• **Goal**
Reproduce the items below word for word, starting at the line that contains "Note: one point per instance of the white cloud, never" and ending at the line that contains "(1068, 829)", with both of those lines included.

• **Records for the task**
····················

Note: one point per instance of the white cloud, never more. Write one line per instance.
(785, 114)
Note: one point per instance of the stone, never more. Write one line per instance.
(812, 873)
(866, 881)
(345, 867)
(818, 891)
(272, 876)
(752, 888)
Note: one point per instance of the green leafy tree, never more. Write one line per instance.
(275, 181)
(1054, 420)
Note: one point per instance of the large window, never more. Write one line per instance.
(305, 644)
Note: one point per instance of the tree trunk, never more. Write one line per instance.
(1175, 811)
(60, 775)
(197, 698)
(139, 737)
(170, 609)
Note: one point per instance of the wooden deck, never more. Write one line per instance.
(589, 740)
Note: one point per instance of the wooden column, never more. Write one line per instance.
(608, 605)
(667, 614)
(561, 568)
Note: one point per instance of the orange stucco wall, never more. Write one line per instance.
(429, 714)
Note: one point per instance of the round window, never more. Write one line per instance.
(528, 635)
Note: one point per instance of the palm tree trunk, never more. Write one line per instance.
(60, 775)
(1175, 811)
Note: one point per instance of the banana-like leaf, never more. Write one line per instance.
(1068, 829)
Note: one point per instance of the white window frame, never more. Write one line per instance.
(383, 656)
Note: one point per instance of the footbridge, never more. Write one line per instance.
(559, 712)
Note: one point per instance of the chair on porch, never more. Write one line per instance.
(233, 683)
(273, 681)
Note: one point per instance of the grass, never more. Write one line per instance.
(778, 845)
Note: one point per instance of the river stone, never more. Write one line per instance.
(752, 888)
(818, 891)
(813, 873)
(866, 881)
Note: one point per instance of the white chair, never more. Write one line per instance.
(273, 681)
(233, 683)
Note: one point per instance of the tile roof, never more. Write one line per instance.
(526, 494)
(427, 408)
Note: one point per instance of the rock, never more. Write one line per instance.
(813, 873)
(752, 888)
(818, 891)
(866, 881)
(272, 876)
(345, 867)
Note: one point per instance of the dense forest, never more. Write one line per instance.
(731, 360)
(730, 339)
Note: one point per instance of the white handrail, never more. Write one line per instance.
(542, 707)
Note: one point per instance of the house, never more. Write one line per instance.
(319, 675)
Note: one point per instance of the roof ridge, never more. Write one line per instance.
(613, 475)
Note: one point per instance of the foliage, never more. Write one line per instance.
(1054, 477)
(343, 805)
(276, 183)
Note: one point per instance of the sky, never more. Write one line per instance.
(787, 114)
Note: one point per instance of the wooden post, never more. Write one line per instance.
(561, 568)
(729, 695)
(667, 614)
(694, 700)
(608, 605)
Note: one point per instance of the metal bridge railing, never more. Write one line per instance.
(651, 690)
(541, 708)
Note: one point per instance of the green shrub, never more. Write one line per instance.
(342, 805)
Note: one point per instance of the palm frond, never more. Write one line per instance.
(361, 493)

····················

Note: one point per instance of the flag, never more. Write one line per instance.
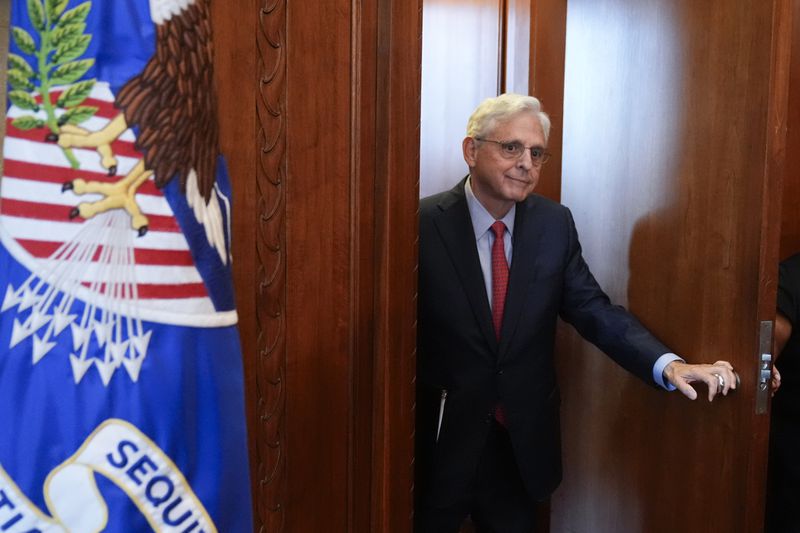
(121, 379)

····················

• **Exercise response**
Note: one point per instance of the white cloud, never more. Write one line per instance.
(785, 114)
Note: one point per instance of the stone, never more. Write one line per instance.
(812, 873)
(866, 881)
(345, 867)
(818, 891)
(272, 876)
(752, 888)
Note: one point per instance of the green leafy tree, never more. Write one line per instance.
(275, 181)
(1054, 420)
Note: one point per instance of the large window, never more. Write one line per instance.
(305, 644)
Note: one point per instance of the tree trunk, never more. Write one line per instance.
(1175, 811)
(60, 775)
(197, 698)
(139, 737)
(170, 609)
Note: one point per instance of the wooden deck, never more. Write one line per instance.
(589, 740)
Note: one point per instance of the wooden column, never more. Write one line per instance.
(608, 605)
(667, 614)
(561, 568)
Note: one point per instance of the orange stucco wall, never more. Write one line per instance.
(429, 714)
Note: one point per instance of the round window, never more. Write one line per instance.
(528, 635)
Note: one point per instance of the palm tree trunk, never more. Write one line per instance.
(60, 775)
(1175, 811)
Note: one point per instance of the banana-like leaf, never more. Write one line per instance.
(1068, 829)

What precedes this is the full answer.